Extrait du document:
'''
De toutes les personnes touchées par les blessures de l’âme, le dépendant est celui qui est le plus susceptible de devenir une victime. La notion de victime est très sensible, aussi je veux bien en préciser la définition. Selon le Larousse, une victime est une personne qui subit quelque chose.

Dans le cas du dépendant, il se crée des difficultés dans plusieurs domaines pour attirer l’attention. Une manière inconsciente de remplir son réservoir affectif. Le dépendant croit que sans l’attention des autres, il n’est pas aimé.

Par exemple, certains enfants ralentissent inconsciemment le développement de leur autonomie, exigeant l’aide de leurs parents pour tout. Ainsi, ils s’assurent d’être bien au centre des préoccupations de leurs parents. Ainsi, des petits enfants qui savent très bien monter seuls les marches du toboggan et qui exigent que leurs parents leur donnent la main. Ou bien qu’ils se tiennent derrière eux en sécurité. Le dépendant a besoin de sentir qu’il peut compter sur les autres. Chez les adultes dépendants, nous pouvons observer une tendance à dramatiser les situations. Par exemple, l’absence de disponibilité ou de réponse à un texto qui est vécue comme une trahison. Le dépendant cherche à créer des problèmes qui lui apparaissent comme des cadeaux, car ils lui apportent l’attention dont il a besoin. Rencontrer ces difficultés est moins douloureux que la souffrance de l’abandon.

Autre expérience

Dans une réunion publique, Lise Bourbeau observe que le dépendant est celui qui va le plus rechercher l’attention. Elle repère aussi les personnes qui viennent lui parler en privé ou lui poser des questions après une intervention. Ce sont souvent des personnes dépendantes qui recherchaient plus son attention pour elles-mêmes que la réponse à leurs questions. Ce qui importe c’est la relation privée qui se tisse et l’intérêt qui leur est porté.
'''
Énoncé du problème:
Reprenez l'extrait sur la dépendance affective après sa dernière phrase et poursuivez-le. Les enregistrements ci-dessous n'ont aucun rapport avec l'extrait sur la dépendance affective.

Informations extraites:
'''
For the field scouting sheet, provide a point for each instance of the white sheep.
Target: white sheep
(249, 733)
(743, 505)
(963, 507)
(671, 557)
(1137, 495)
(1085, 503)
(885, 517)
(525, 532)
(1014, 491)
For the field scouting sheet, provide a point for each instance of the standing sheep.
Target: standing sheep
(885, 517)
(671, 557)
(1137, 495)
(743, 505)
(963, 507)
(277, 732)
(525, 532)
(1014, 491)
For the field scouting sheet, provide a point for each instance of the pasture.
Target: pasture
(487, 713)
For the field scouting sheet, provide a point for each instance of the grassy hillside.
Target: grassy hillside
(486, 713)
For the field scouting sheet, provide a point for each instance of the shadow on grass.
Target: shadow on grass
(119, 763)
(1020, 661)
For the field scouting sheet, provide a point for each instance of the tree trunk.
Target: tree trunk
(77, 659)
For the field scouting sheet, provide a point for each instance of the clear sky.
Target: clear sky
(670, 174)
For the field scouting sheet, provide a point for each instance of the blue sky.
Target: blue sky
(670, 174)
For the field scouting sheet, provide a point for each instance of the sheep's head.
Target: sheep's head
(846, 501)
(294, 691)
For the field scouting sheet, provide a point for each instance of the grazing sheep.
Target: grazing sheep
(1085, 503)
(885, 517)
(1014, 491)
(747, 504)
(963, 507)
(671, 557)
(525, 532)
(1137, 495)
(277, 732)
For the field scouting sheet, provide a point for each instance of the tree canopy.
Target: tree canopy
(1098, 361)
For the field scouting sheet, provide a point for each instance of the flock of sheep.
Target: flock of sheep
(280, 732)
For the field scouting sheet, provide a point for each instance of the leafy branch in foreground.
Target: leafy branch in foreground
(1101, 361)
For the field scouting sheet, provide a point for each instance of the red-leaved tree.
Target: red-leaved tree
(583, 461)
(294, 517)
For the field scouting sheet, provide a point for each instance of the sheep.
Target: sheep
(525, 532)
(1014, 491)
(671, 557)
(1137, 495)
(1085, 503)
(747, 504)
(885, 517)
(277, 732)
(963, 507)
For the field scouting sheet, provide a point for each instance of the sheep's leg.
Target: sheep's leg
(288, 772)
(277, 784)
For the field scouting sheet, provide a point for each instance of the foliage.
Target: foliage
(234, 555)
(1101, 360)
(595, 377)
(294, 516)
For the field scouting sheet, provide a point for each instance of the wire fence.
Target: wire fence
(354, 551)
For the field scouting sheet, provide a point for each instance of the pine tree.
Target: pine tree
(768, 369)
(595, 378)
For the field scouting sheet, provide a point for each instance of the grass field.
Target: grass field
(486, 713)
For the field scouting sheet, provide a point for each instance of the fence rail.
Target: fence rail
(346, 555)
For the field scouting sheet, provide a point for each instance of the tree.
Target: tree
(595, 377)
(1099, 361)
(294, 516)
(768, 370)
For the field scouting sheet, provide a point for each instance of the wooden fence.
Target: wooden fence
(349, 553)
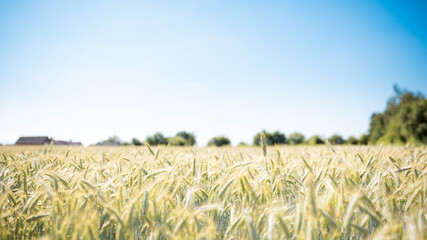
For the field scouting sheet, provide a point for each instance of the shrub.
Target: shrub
(189, 137)
(271, 138)
(352, 140)
(296, 138)
(315, 140)
(177, 141)
(219, 141)
(156, 139)
(136, 142)
(336, 139)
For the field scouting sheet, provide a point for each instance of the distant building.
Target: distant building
(44, 140)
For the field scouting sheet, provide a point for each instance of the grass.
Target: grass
(303, 192)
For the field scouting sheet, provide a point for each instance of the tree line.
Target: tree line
'''
Réponse finale:
Paradoxalement, le dépendant adopte aussi souvent le comportement du sauveur. Par exemple, certains enfants s’occupent beaucoup de leurs frères et sœurs comme des seconds parents. Ils sont alors au cœur de l’attention, et ne se sentent pas abandonnés. Certaines mères investissent exagérément la relation avec leurs enfants. Portant le masque de dépendantes, elles sont plus touchées plus tard par le syndrome du nid vide.

La plus grande peur du dépendant

La plus grande peur du dépendant, vous l’aurez deviné, c’est la solitude. Car il est convaincu de ne pas pouvoir le gérer. Il vit mal l’ambivalence entre son attitude qui attire l’attention des autres et le risque que, à trop en demander, il finisse par lasser et être de nouveau abandonné. S’il dérange les autres, ils vont eux aussi le délaisser.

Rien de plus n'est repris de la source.